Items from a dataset
>>

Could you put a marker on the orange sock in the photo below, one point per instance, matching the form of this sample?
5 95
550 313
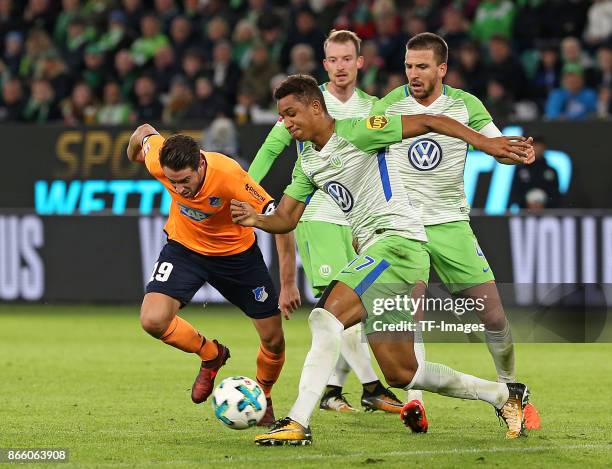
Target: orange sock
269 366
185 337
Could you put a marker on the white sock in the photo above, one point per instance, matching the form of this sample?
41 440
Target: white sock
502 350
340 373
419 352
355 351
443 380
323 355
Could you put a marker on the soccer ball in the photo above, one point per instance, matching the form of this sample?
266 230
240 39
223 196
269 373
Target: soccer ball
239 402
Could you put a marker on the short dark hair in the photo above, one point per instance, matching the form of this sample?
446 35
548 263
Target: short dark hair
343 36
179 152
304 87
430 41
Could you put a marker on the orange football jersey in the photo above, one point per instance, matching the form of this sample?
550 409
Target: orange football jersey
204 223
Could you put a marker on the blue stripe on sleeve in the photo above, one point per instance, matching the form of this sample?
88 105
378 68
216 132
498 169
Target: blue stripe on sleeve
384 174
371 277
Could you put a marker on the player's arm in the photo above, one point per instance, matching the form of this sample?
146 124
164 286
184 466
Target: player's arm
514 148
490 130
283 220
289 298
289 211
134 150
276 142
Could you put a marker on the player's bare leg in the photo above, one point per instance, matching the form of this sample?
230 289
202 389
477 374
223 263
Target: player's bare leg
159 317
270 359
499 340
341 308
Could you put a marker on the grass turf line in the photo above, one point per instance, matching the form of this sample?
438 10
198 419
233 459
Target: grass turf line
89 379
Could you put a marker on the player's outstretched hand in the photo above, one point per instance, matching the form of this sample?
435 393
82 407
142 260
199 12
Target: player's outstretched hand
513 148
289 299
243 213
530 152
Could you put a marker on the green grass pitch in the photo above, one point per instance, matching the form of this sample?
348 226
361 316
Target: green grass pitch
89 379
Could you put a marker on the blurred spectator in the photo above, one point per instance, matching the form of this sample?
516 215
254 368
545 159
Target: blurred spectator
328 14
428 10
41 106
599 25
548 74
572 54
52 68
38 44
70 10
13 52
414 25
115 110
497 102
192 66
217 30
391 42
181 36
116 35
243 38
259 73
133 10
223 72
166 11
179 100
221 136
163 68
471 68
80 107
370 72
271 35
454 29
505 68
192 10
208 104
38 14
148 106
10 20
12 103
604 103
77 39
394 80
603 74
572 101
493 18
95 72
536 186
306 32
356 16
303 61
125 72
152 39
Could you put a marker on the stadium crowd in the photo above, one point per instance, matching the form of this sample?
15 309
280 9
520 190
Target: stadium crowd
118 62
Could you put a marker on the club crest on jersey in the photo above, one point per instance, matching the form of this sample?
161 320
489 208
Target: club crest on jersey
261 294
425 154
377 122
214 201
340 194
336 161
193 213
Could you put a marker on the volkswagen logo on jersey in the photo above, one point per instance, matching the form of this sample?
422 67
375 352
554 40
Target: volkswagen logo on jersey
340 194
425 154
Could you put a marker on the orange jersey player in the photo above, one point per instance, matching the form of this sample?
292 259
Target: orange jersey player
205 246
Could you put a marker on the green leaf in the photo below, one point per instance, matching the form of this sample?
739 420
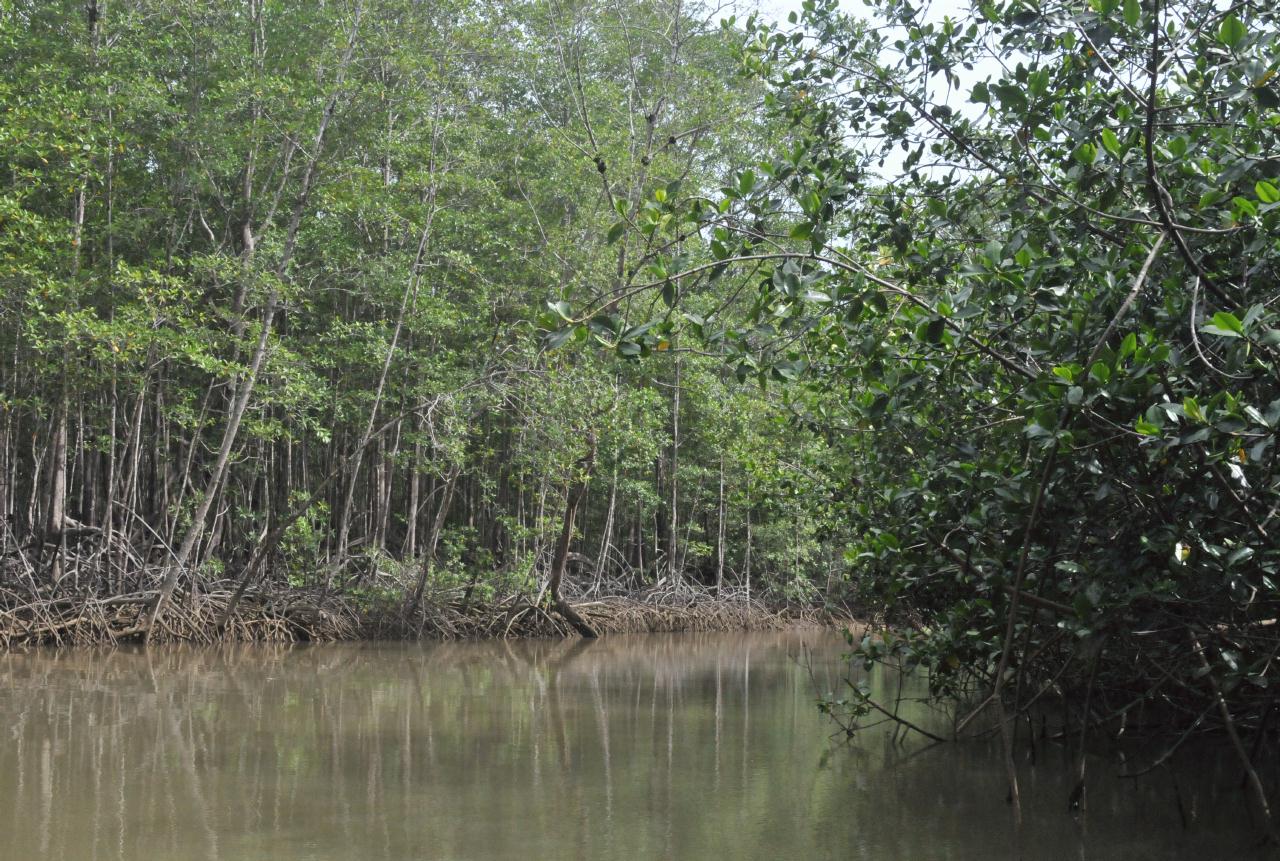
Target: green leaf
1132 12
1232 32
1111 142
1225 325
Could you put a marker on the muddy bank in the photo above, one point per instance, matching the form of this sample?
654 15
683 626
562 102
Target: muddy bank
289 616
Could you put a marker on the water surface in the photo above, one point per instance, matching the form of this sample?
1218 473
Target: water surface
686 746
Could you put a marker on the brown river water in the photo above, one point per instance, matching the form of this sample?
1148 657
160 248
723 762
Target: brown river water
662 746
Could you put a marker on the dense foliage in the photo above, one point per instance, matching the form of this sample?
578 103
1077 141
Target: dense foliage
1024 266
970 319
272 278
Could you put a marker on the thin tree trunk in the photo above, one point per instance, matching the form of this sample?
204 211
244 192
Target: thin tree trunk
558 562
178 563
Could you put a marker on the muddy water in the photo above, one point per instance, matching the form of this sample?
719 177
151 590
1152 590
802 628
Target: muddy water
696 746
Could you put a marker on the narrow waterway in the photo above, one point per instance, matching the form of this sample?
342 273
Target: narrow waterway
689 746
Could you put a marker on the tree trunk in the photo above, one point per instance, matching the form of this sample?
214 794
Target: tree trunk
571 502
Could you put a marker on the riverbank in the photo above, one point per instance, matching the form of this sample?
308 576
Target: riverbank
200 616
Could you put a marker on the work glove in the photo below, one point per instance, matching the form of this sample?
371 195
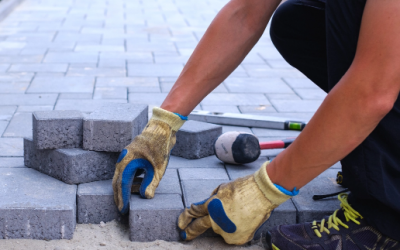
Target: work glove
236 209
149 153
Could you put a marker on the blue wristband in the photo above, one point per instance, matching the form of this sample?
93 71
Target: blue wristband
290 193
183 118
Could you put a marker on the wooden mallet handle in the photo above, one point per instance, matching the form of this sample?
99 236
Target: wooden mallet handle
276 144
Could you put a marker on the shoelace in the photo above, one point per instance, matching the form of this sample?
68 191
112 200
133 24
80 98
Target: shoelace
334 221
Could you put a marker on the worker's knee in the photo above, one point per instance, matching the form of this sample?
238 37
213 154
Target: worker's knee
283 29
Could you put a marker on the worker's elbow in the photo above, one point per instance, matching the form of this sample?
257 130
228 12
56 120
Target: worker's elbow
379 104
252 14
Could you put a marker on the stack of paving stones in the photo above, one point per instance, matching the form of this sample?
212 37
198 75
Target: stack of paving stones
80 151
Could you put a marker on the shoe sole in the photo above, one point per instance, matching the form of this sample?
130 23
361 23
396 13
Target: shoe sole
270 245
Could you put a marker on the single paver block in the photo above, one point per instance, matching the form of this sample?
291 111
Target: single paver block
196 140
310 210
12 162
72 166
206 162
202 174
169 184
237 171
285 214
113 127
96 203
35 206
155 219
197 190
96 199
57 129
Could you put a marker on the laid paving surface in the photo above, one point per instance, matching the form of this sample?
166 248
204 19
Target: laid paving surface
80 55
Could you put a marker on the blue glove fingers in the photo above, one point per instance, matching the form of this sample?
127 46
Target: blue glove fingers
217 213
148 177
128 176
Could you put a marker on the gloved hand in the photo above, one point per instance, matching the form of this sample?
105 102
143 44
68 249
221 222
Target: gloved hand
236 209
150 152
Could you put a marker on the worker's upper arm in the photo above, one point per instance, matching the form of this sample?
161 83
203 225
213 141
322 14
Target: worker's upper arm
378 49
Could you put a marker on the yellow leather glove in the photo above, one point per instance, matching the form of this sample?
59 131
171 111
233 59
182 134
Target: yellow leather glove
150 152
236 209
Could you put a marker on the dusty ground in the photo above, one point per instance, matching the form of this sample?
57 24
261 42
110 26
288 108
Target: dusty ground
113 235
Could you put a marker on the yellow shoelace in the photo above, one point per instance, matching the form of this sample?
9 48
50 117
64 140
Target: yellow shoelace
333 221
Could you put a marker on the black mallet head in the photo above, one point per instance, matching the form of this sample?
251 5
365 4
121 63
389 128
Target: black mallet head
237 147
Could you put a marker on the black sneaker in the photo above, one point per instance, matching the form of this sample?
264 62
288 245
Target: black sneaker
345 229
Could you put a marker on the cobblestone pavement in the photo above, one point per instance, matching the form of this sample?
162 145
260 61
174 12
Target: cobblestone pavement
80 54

<<

• **ACTION ITEM**: Look through the entries and find each line that has the string "below". Copy those lines.

• **TASK SOLUTION**:
Could you put a marker on the orange sock in the photo below, one point per instance, matching the form of this sample?
Could you put a marker on the green leaf in the photo below, one point per instance, matching the form of this sample?
Could you put a marker on the work glove in the photo below, one point per instance, matching the form of this sample?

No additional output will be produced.